━━━━━ GIVEN DATA ━━━━━

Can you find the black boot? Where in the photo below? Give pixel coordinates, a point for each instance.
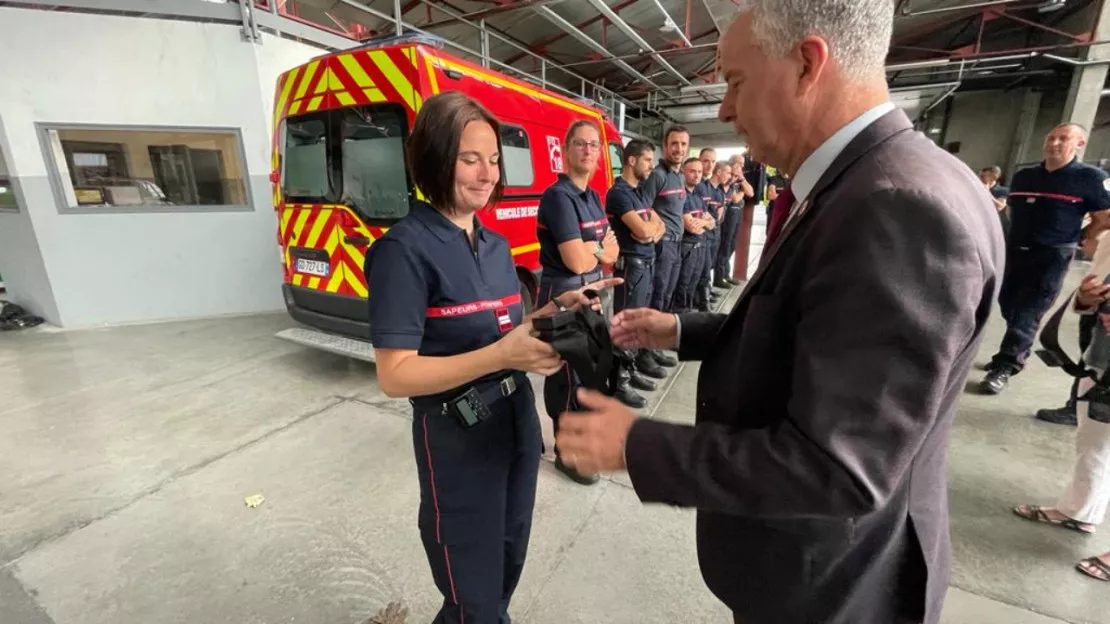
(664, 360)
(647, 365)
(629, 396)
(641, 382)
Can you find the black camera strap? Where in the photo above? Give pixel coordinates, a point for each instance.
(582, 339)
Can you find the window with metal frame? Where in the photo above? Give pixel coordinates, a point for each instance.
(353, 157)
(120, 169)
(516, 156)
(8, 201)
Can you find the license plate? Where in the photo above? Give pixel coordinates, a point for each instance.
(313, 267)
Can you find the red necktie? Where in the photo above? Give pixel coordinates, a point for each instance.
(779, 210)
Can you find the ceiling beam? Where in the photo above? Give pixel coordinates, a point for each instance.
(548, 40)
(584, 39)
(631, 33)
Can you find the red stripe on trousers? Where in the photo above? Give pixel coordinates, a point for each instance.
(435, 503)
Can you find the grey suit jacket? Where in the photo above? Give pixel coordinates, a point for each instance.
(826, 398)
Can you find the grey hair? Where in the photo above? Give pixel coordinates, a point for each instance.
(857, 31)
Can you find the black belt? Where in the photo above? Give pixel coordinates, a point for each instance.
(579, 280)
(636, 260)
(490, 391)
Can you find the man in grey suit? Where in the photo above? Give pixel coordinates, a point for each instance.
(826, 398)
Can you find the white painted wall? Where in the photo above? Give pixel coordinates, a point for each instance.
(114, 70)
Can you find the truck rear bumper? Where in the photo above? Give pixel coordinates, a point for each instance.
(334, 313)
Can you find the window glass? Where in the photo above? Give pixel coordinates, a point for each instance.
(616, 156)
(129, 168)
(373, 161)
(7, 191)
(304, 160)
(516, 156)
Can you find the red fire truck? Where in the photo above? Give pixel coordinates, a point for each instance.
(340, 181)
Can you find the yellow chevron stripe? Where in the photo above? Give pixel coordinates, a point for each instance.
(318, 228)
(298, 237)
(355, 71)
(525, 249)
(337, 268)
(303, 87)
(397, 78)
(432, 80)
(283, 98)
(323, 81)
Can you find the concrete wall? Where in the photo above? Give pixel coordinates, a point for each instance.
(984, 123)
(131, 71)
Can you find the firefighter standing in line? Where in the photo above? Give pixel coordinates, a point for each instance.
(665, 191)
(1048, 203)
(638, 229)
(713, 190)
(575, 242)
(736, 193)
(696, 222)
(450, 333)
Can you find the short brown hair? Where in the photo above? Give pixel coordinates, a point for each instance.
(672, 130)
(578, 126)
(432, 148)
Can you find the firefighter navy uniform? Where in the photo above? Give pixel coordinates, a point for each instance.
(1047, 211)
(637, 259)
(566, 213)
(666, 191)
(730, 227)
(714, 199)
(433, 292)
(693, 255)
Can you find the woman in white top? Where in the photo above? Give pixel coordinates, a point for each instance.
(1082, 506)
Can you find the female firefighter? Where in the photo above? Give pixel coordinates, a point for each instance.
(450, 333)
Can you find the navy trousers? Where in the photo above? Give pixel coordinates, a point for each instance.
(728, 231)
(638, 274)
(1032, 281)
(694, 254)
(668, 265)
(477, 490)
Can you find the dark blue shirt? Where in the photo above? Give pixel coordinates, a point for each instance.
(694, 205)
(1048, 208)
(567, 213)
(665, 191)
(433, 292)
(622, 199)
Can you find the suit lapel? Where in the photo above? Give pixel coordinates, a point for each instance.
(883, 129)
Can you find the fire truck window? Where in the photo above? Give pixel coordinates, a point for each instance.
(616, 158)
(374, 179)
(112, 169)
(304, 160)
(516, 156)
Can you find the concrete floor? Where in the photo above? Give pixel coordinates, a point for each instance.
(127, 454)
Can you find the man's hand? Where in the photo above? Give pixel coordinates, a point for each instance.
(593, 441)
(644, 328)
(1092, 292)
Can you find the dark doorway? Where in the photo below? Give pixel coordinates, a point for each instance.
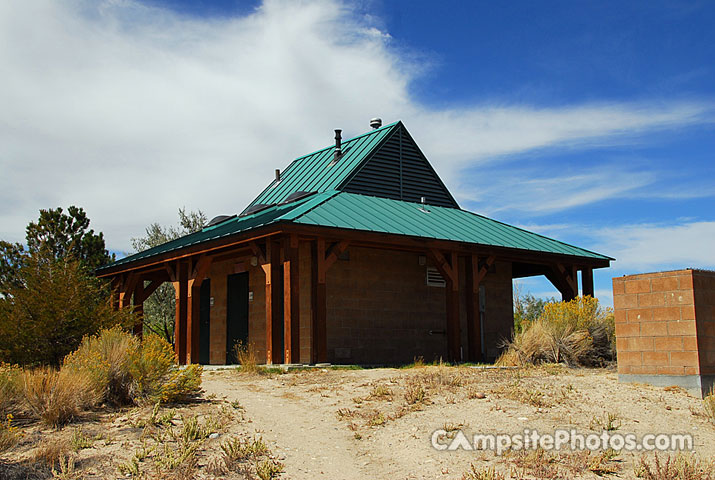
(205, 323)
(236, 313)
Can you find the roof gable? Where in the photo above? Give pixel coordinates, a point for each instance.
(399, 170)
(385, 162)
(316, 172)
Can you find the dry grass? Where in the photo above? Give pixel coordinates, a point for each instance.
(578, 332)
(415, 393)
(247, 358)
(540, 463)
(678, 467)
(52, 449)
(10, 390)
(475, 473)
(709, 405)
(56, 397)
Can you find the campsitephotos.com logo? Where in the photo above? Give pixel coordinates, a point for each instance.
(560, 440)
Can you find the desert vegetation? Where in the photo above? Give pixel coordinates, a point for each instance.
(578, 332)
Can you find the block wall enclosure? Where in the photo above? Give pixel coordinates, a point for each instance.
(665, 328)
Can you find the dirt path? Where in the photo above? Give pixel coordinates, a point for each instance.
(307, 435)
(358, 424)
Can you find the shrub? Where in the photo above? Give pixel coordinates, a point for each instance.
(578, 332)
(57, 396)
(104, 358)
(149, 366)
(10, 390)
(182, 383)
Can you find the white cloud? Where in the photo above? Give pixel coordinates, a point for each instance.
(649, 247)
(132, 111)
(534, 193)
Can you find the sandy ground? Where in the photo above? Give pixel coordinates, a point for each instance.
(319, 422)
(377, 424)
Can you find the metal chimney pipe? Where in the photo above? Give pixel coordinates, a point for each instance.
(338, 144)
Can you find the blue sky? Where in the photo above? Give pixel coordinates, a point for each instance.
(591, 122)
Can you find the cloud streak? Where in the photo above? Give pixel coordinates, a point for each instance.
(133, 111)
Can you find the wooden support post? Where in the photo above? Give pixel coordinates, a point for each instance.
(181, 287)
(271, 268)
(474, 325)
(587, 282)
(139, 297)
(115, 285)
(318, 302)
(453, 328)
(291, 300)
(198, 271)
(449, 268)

━━━━━

TASK BRIEF:
Your answer should consist only of the lines from the one with "Can you find the dirt" through the end of the data above, reproduced exactly.

SOLVED PROBLEM:
Can you find the dirt path? Where in the photo above? Give pixel coordinates, a point for each instance.
(307, 435)
(358, 424)
Can you find the shrub? Where in the photo above? Give pixel coordinates, a point for each instance.
(578, 332)
(57, 396)
(104, 358)
(149, 366)
(10, 390)
(182, 383)
Can you find the white cloud? Where in the photo above? Give pixel coordinates, a point for each instance.
(649, 247)
(132, 111)
(534, 193)
Can you find the sandy ground? Where in the photo above? Give pixel coordinates, a point for each instance.
(319, 422)
(377, 424)
Can you find the metal chimney pipe? Where in the photo above? Give pixel coordinates, a point for each instance.
(338, 144)
Can you find the blue sky? Where in the photo above? Give pixel coordinates, a point for each instance.
(591, 122)
Can you find the cloud streak? Where in the photo above? Give pixel coordinates, a point for each instance.
(133, 111)
Can you find the wooden support post? Where in the photo above? Give pixel coordinates, a point for each instance.
(181, 287)
(271, 268)
(474, 325)
(587, 282)
(139, 297)
(115, 285)
(318, 302)
(453, 328)
(291, 300)
(198, 271)
(449, 268)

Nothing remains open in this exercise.